**SHORT PROBLEM:** Return every one of the records below verbatim, line for line, with nothing altered.

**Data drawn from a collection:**
##########
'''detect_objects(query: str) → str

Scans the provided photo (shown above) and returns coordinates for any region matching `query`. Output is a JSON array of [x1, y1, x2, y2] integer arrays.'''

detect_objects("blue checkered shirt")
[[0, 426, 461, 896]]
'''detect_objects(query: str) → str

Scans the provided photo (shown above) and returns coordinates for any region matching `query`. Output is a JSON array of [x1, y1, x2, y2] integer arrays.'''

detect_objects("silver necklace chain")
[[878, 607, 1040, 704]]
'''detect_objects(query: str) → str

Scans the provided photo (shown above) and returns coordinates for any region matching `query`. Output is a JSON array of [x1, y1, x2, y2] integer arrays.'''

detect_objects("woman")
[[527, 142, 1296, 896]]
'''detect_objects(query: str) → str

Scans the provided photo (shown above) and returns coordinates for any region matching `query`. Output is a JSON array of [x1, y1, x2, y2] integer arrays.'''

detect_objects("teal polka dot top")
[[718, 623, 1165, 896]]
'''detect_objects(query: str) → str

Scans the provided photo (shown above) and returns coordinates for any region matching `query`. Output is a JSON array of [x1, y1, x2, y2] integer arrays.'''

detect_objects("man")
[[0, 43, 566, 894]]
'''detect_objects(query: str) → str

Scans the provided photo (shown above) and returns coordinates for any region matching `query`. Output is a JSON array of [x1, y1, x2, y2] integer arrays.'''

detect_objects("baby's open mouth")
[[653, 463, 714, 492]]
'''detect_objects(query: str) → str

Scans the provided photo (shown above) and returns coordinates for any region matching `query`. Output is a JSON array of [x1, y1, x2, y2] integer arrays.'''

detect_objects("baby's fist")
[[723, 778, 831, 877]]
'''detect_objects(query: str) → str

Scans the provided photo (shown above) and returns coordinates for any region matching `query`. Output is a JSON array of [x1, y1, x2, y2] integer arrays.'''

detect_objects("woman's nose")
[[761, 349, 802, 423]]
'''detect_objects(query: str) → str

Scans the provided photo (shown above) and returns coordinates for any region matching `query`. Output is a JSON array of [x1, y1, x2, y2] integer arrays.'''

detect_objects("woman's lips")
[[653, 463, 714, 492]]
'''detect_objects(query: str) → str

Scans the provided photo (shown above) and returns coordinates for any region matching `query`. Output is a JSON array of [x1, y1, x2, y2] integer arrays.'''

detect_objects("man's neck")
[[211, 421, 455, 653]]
##########
**ANSWER FOR THIS EXERCISE:**
'''detect_objects(query: str) → str

Scans the provided photo (shown above) and returns coordinates for any region matching `query`. Output is a JSON array of [x1, y1, x2, y2] integer arrays.'''

detect_objects("blue checkered shirt")
[[0, 426, 461, 896]]
'''detect_objects(query: str) → str

Scans the provided photo (shown above) and returns coordinates for any region matching `query`. Output is a JSON array of [x1, y1, x2, y2] integer arrays.'''

detect_objects("silver necklace chain")
[[878, 607, 1040, 704]]
'''detect_objects(query: str) → str

Scans the provided photo (shown above) and returns coordinates for any region matching `query`. Output is a JSON array of [x1, y1, x2, y2] integer arrays.'''

detect_objects("woman")
[[527, 142, 1296, 896]]
'''detect_objects(query: str) → str

Scans the provided photo (shown above) and returns coordinates for any region matching `query`. Output is a JSON array of [x1, y1, x2, y2] integer arrays.'''

detect_objects("teal polka dot top")
[[718, 623, 1165, 896]]
'''detect_objects(query: str) → str

Scans the provided photo (shown above) and returns coordinates for any region matching `query`. Output is a JSON array of [x1, y1, x2, y2] integer arrays.'''

detect_objects("man")
[[0, 43, 566, 894]]
'''detect_objects(query: str) → str

Scans the provided photo (shown above) and returns coordinates for any region matching `query`. Output is a JSON array of [x1, y1, x2, y2] integer arrays.'''

detect_objects("baby's open mouth")
[[653, 463, 714, 492]]
'''detect_objects(query: str) → str

Scans the provided photo (shown above) and returns coordinates for any region matching `query`. Output is a JSON array of [x1, y1, x2, y2] integer arrays.'''

detect_objects("baby's fist")
[[723, 778, 831, 877]]
'''detect_objects(query: str) → str

Scans the provided photo (shown above) and returns coordinates for any region matching `query`. Output is a JSON array of [x1, y1, x2, y2] integer arrays.'''

detect_objects("woman's nose")
[[761, 349, 802, 423]]
'''detect_objects(query: str) → str

Scans the provided photo (shown above) and returns coordinates for any region matching `query`. Output is a JSON array of [x1, y1, x2, y2] integer arrays.'''

detect_objects("woman's lips")
[[653, 463, 714, 492]]
'''detect_objects(query: str) → str

Scans the provided photo (shown above) and returns coordinates for any region matching `query`. Output is a JSON array of [x1, y1, x2, y2] integer arrays.'''

detect_objects("man's neck")
[[211, 421, 455, 653]]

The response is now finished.